**PROBLEM STATEMENT:** Reproduce every row below verbatim, omitting the pictures.

**DATA ENTRIES:**
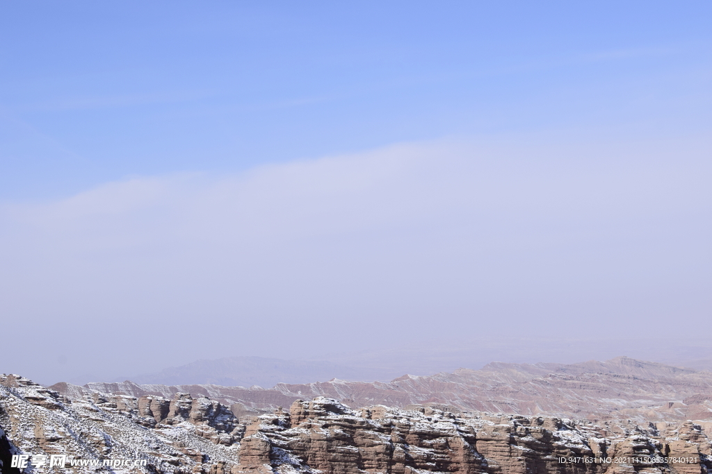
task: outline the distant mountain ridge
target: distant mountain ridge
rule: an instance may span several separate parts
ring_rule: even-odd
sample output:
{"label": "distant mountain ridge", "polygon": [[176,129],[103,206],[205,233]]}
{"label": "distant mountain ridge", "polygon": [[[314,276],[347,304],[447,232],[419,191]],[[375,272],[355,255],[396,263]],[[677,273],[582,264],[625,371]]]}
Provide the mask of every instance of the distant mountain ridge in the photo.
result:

**THE SOLUTION:**
task: outline the distant mountain ridge
target: distant mountain ridge
rule: an instance may span several separate parts
ring_rule: even-odd
sample output:
{"label": "distant mountain ridge", "polygon": [[176,129],[103,206],[205,233]]}
{"label": "distant mountain ridge", "polygon": [[[314,276],[347,304],[447,232],[419,191]],[[375,272],[355,255],[396,263]],[[677,273],[582,264],[625,371]]]}
Provide the mask of every instance of the distant mountain ridge in the photo.
result:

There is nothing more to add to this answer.